▸ PROVIDED TEXT:
..............................
I don't even remember what exactly I did say, but I do remember that it was along the lines of, NO I am not Ok and I will never be ok. It isn't something that just goes away as soon as the blood and pain go away. My mother had the nerve to say to me, that at least I could get pregnant, my poor sister didn't even know if she could. I wanted to scream at the both of them. She hadn't even tried yet! I told her that I would rather know that I couldn't get pregnant than to get pregnant and have that hope and dream ripped away from me every time I did. She told me to grow up and think about someone other than myself for once.
My sister who is 3 years younger than I am had the nerve to tell me that if she could get pregnant she would carry a baby for me since I seemed to be incapable of it. That mall was almost 2 hours from home and if I had driven that day they would have had a hell of a time getting back home. I didn't say much for the rest of our outing and even when my mother told me to buck up I was still young enough to try again I couldn't muster a smile.
I feel so beyond hurt by the people who call themselves my family it isn't even funny. My own mother was planning on aborting me and told me that my biological father talked her out of it and then disappeared after I was born. I asked her if she regretted having me and her answer was "that's neither here nor there". Wow. Hand that woman a Mother of the year award!
..............................
▸ LISTED ENTRIES:
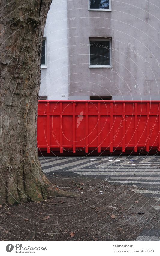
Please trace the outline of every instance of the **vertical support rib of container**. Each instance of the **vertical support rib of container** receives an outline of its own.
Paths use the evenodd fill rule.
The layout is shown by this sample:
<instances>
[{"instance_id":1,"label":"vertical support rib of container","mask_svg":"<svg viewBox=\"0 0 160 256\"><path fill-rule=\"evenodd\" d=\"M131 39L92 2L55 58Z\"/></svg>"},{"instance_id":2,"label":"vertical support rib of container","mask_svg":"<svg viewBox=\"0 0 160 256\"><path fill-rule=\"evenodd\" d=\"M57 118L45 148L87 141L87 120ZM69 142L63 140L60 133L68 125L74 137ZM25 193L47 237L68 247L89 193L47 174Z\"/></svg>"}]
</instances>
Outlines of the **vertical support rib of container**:
<instances>
[{"instance_id":1,"label":"vertical support rib of container","mask_svg":"<svg viewBox=\"0 0 160 256\"><path fill-rule=\"evenodd\" d=\"M75 103L73 102L73 152L76 153L76 117Z\"/></svg>"},{"instance_id":2,"label":"vertical support rib of container","mask_svg":"<svg viewBox=\"0 0 160 256\"><path fill-rule=\"evenodd\" d=\"M113 103L110 103L110 152L112 153L113 151Z\"/></svg>"},{"instance_id":3,"label":"vertical support rib of container","mask_svg":"<svg viewBox=\"0 0 160 256\"><path fill-rule=\"evenodd\" d=\"M123 127L122 128L122 152L125 151L125 103L123 103Z\"/></svg>"},{"instance_id":4,"label":"vertical support rib of container","mask_svg":"<svg viewBox=\"0 0 160 256\"><path fill-rule=\"evenodd\" d=\"M148 102L147 103L147 137L146 140L147 139L149 134L149 117L150 117L150 104ZM149 152L149 140L147 142L147 145L146 147L146 151L147 152Z\"/></svg>"},{"instance_id":5,"label":"vertical support rib of container","mask_svg":"<svg viewBox=\"0 0 160 256\"><path fill-rule=\"evenodd\" d=\"M63 111L63 105L62 102L60 102L60 153L63 153L63 116L62 115L62 112Z\"/></svg>"},{"instance_id":6,"label":"vertical support rib of container","mask_svg":"<svg viewBox=\"0 0 160 256\"><path fill-rule=\"evenodd\" d=\"M98 102L98 152L101 153L101 103Z\"/></svg>"},{"instance_id":7,"label":"vertical support rib of container","mask_svg":"<svg viewBox=\"0 0 160 256\"><path fill-rule=\"evenodd\" d=\"M160 151L160 103L159 103L159 120L158 120L158 150Z\"/></svg>"},{"instance_id":8,"label":"vertical support rib of container","mask_svg":"<svg viewBox=\"0 0 160 256\"><path fill-rule=\"evenodd\" d=\"M137 144L138 143L138 103L135 103L135 126L134 126L134 144L135 147L134 149L134 152L138 151Z\"/></svg>"},{"instance_id":9,"label":"vertical support rib of container","mask_svg":"<svg viewBox=\"0 0 160 256\"><path fill-rule=\"evenodd\" d=\"M47 105L47 153L49 154L50 153L50 103L48 102Z\"/></svg>"},{"instance_id":10,"label":"vertical support rib of container","mask_svg":"<svg viewBox=\"0 0 160 256\"><path fill-rule=\"evenodd\" d=\"M86 102L85 104L85 109L86 112L86 128L85 131L86 146L85 147L85 152L86 153L88 153L88 103Z\"/></svg>"}]
</instances>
..............................
▸ WHAT IS BEING ASKED:
Please repeat the part of the family account starting with "My sister who" and going on through "muster a smile.". The data comes from a separate source and is unrelated to the text.

▸ RESULT OF THE EXERCISE:
My sister who is 3 years younger than I am had the nerve to tell me that if she could get pregnant she would carry a baby for me since I seemed to be incapable of it. That mall was almost 2 hours from home and if I had driven that day they would have had a hell of a time getting back home. I didn't say much for the rest of our outing and even when my mother told me to buck up I was still young enough to try again I couldn't muster a smile.